## [Listed records]
____
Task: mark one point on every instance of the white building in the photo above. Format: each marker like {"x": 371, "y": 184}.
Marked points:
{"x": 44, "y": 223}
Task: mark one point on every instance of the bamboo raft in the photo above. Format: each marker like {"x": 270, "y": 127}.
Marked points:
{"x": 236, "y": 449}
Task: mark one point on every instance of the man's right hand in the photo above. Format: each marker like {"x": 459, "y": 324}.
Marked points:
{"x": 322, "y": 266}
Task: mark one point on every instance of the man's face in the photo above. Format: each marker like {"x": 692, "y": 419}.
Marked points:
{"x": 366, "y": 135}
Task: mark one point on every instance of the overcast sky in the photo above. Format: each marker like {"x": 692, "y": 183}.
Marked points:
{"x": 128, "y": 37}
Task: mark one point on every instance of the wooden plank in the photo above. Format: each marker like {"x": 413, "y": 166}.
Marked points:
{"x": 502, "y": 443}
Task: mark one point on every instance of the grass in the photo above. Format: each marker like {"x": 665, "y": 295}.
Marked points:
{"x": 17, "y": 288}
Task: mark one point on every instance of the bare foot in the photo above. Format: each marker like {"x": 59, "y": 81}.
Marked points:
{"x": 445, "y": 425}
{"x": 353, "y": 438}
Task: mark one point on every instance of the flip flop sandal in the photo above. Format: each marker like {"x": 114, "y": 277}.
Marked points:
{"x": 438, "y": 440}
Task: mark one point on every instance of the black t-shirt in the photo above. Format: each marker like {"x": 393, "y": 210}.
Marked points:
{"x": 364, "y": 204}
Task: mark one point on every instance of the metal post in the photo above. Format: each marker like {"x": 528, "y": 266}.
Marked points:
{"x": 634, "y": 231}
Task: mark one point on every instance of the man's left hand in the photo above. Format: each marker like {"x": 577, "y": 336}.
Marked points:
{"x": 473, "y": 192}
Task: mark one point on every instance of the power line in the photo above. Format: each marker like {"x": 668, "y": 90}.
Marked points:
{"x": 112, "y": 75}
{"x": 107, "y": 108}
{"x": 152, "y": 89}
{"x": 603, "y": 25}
____
## [Short problem]
Reproduce all of the entries above verbatim, changing nothing in any line.

## [Task answer]
Task: mark one point on every instance of the white building in the photo above. Format: each marker like {"x": 371, "y": 184}.
Marked points:
{"x": 44, "y": 223}
Task: mark one point on every instance of the bamboo raft in the photo above. Format: each marker like {"x": 270, "y": 127}.
Marked points:
{"x": 236, "y": 449}
Task: mark one point on every instance of the man's right hand in the photo above. Format: each marker like {"x": 459, "y": 324}.
Marked points:
{"x": 322, "y": 266}
Task: mark one point on every instance of the man's face in the photo above. Format: each marker like {"x": 692, "y": 419}.
Marked points:
{"x": 366, "y": 135}
Task: mark one point on every instance of the overcast sky in the photo above. Format: each marker like {"x": 692, "y": 183}.
Marked points:
{"x": 128, "y": 37}
Task: mark one point on every instance of the wooden plank in the photo above. Format: each marker like {"x": 413, "y": 166}.
Marked points:
{"x": 502, "y": 443}
Task: mark one point on every instance of the grass in the photo above. Format: each marker like {"x": 665, "y": 295}.
Marked points:
{"x": 17, "y": 288}
Task: mark one point on every instance of the bare foot in the photo above. Format: each marker like {"x": 59, "y": 81}.
Marked points:
{"x": 445, "y": 425}
{"x": 353, "y": 438}
Task: mark one point on every instance of the flip flop sandal in the photo above. Format: each marker like {"x": 114, "y": 277}.
Marked points:
{"x": 438, "y": 440}
Task: mark one point on every instance of the black t-shirt in the photo above. Format: each marker like {"x": 393, "y": 210}.
Marked points:
{"x": 364, "y": 204}
Task: mark one point on every instance of the metal post in the photo above. Format: each marker like {"x": 528, "y": 266}.
Marked points:
{"x": 634, "y": 231}
Task: mark one point on every instance of the man's left hand in the photo above. Format: each marker like {"x": 577, "y": 336}.
Marked points:
{"x": 473, "y": 192}
Task: mark one point on every instance of the power line in the photo above. Format: each marker like {"x": 668, "y": 90}.
Marked points:
{"x": 112, "y": 75}
{"x": 107, "y": 108}
{"x": 152, "y": 89}
{"x": 603, "y": 25}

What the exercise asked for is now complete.